**Exercise brief:** The entries below hold a line with "Target: partially submerged shed" and a line with "Target: red house with white trim". Return those lines and all that lie between them, exactly and only.

Point localization data
####################

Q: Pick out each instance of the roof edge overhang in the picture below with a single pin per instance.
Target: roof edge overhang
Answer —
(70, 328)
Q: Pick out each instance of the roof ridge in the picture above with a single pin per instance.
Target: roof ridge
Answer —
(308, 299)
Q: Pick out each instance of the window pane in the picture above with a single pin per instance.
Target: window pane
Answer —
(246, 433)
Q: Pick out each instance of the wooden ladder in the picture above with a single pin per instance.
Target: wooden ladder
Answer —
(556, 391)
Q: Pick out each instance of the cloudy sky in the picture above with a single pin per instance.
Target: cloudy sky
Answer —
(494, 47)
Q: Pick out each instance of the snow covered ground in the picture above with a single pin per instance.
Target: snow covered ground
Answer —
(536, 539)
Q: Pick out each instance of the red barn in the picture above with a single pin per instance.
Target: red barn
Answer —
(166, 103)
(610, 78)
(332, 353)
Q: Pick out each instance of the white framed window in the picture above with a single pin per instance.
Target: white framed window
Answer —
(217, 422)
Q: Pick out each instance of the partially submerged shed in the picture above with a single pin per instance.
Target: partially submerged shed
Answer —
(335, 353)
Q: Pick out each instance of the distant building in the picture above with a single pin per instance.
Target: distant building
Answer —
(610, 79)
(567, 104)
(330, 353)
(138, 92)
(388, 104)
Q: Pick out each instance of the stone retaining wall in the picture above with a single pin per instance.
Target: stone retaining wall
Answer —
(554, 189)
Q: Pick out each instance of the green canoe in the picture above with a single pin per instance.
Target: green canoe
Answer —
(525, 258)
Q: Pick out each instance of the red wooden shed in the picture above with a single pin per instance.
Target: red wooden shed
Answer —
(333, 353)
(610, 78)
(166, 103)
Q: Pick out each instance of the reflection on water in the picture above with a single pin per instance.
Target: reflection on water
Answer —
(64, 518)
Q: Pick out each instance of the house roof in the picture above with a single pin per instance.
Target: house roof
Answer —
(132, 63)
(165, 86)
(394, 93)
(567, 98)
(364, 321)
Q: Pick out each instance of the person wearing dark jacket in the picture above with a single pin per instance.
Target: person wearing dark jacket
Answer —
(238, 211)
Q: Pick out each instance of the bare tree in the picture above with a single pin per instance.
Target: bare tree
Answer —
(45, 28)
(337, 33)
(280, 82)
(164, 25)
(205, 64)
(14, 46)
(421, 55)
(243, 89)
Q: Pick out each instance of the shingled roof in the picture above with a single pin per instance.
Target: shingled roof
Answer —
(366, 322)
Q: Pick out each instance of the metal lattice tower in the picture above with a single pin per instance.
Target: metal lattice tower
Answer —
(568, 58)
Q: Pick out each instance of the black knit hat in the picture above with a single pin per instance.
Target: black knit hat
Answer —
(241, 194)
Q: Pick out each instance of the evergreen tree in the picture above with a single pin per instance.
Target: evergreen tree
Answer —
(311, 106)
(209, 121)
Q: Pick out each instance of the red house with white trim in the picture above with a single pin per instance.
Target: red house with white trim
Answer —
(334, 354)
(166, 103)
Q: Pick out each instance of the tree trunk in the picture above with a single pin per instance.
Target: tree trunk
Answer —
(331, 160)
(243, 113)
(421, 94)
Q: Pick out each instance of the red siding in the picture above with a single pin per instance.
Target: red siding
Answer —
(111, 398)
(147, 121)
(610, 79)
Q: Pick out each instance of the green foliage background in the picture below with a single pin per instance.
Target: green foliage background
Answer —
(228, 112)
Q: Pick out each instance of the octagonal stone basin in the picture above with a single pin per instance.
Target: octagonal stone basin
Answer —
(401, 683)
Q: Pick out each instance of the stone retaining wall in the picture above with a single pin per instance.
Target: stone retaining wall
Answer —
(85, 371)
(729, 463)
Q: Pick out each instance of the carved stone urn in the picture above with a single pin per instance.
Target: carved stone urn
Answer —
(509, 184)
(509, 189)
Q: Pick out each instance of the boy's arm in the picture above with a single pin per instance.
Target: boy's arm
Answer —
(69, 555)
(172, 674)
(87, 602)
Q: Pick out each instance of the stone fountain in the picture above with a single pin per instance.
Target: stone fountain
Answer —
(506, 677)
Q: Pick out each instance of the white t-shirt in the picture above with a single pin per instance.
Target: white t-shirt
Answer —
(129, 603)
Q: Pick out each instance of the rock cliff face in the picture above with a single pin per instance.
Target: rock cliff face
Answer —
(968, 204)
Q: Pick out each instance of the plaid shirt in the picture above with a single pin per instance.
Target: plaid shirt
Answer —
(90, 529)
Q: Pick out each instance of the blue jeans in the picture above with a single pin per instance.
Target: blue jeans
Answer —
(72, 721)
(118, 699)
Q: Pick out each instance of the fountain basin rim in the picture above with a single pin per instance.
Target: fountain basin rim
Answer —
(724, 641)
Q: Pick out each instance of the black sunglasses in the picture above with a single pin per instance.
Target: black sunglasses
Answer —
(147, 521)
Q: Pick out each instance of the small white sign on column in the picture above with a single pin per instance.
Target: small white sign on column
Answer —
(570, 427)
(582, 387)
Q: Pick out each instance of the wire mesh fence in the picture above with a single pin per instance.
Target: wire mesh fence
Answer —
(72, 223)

####################

**Answer section:**
Target: partially submerged shed
Answer —
(335, 353)
Q: Pick out each instance of the distant building in the picture above with a single pin per instance.
Target: distant building
Answer —
(610, 79)
(567, 104)
(330, 353)
(138, 92)
(388, 104)
Q: Pick out each instance of the stone retaining wall in the picture above with a single pin per instance.
Target: stone retaining wall
Answer —
(554, 189)
Q: Pick out each instance of the green canoe in the picture above with a single pin per instance.
Target: green canoe
Answer —
(525, 258)
Q: Pick out each instance of the red wooden shed in the picture above with a single pin per instance.
Target: red wooden shed
Answer —
(333, 353)
(610, 78)
(166, 103)
Q: Pick out each instance of the reflection on water in the picture above with a single pin per instance.
Target: reflection on water
Answer —
(64, 518)
Q: Pick out each instance of the house roof in the picture above with a single pin per instance.
Target: house roof
Answer —
(132, 63)
(165, 86)
(394, 93)
(567, 98)
(364, 321)
Q: Pick out each instance of the person wearing dark jacket in the picture above with a single pin per instance.
Target: person wearing dark jacket
Answer —
(238, 211)
Q: Pick out each instance of the bare tree in the picture above with a single pin per instance.
Target: bare tree
Answer —
(45, 28)
(337, 33)
(280, 82)
(164, 25)
(205, 64)
(14, 46)
(421, 55)
(243, 89)
Q: Pick out each instance of the shingled roof in the picture above with a single pin per instance.
Target: shingled roof
Answer —
(366, 322)
Q: Pick out each instance of the metal lattice tower in the picture above with a single pin per instance.
Target: metal lattice tower
Answer —
(568, 58)
Q: Pick out each instance of the black knit hat in the picture above with a single pin per instance.
Target: black knit hat
Answer —
(241, 194)
Q: Pick out each instance of the evergreen tree in the picture above with a single pin per instance.
Target: evergreen tree
Answer —
(311, 106)
(209, 121)
Q: Pick out each instance of the red house with white trim in the picture above with a single pin per instance.
Target: red house with white trim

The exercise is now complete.